Reducing dietary saturated fat will reduce the risk of cardiovascular events

Reducing dietary saturated fat will reduce the risk of cardiovascular events

Vanessa Jordan
PEARLS No.
655
Clinical question

Does the reduction of dietary saturated fat by replacing it with carbohydrate, polyunsaturated fat, monounsaturated fat and/or protein reduce the risk of death or cardiovascular disease events?

Bottom line

There was little or no effect of reducing saturated fat on all‐cause mortality (risk ratio 0.96; 95% confidence interval 0.90–1.03) or cardiovascular mortality (RR 0.95; 95% CI 0.80–1.12). There was also little or no effect of reducing saturated fats on non‐fatal myocardial infarction (RR 0.97; 95% CI 0.87–1.07) or coronary heart disease mortality (RR 0.97; 95% CI 0.82–1.16).

But evidence showed that reducing dietary saturated fat reduced the risk of combined CVD events by 21% (RR 0.79; 95% CI 0.66–0.93). The number needed to treat for an additional beneficial outcome was 56 in primary prevention trials, so 56 people need to reduce their saturated fat intake for ~4 years for 1 person to avoid experiencing a CVD event. In secondary prevention trials, the NNTB was 32.

Caveat

The quality of evidence balances the uncertainties of allocation concealment, lack of blinding, and presence of systematic differences in care and additional dietary differences between arms with the scale and consistency of the evidence across studies and across decades, despite very different designs and design flaws. For this reason, there is moderate‐quality evidence that interventions that reduce dietary saturated fat intake reduce the risk of CVD events.

Context

Reducing saturated fat reduces serum cholesterol, but effects on other intermediate outcomes are less clear. Additionally, it is unclear whether the energy from saturated fats eliminated from the diet are more helpfully replaced by polyunsaturated fats, monounsaturated fats, carbohydrate or protein.

Cochrane Systematic Review

Hooper L et al. Reduction in saturated fat intake for cardiovascular disease. Cochrane Database Syst Rev 2020, Issue 5. Art. No.: CD011737. DOI: 10.1002/14651858.CD011737.pub2. This review contains 15 trials with a total of 15,509 participants.

**Data extract**
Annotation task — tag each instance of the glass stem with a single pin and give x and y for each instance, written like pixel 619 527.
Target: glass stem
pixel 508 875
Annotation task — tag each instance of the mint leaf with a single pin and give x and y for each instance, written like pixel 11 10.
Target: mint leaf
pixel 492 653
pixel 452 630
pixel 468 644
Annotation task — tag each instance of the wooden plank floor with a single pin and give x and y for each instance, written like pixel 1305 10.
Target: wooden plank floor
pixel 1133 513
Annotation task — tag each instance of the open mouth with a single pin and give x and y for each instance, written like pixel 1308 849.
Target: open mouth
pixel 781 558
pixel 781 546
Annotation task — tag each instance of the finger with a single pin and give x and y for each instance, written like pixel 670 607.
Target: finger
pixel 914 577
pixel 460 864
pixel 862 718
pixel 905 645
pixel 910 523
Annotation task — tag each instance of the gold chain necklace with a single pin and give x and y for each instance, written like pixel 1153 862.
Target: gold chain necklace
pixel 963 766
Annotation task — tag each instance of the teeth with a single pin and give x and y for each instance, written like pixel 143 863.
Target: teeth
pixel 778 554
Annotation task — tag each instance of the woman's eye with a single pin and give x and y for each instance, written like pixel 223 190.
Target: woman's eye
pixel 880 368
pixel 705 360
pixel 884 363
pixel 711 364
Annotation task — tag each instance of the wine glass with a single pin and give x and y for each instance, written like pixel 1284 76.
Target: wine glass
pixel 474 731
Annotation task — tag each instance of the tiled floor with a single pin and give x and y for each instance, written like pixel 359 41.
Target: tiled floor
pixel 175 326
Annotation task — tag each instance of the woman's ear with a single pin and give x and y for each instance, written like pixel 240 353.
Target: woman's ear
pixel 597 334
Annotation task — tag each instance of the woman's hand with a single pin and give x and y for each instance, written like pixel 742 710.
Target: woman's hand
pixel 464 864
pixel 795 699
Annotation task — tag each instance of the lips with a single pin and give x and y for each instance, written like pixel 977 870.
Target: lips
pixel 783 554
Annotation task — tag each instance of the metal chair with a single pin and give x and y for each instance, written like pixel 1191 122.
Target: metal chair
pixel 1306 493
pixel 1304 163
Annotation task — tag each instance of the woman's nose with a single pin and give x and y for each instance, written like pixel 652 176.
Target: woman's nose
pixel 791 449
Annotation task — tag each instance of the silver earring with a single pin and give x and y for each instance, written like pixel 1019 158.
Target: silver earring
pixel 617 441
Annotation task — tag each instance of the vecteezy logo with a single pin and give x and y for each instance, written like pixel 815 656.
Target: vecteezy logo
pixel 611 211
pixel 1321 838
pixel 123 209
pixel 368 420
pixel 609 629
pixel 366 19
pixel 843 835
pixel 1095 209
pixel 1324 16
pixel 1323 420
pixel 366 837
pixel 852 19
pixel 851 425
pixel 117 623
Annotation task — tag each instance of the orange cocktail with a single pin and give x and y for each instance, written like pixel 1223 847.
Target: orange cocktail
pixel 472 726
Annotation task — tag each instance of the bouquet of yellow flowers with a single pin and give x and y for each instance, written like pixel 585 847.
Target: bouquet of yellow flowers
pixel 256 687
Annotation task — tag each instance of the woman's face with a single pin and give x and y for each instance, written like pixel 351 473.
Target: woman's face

**Task directions**
According to the summary on reducing dietary saturated fat, how many trials and participants does the Cochrane review include?

**Result of the task**
15 trials with a total of 15,509 participants.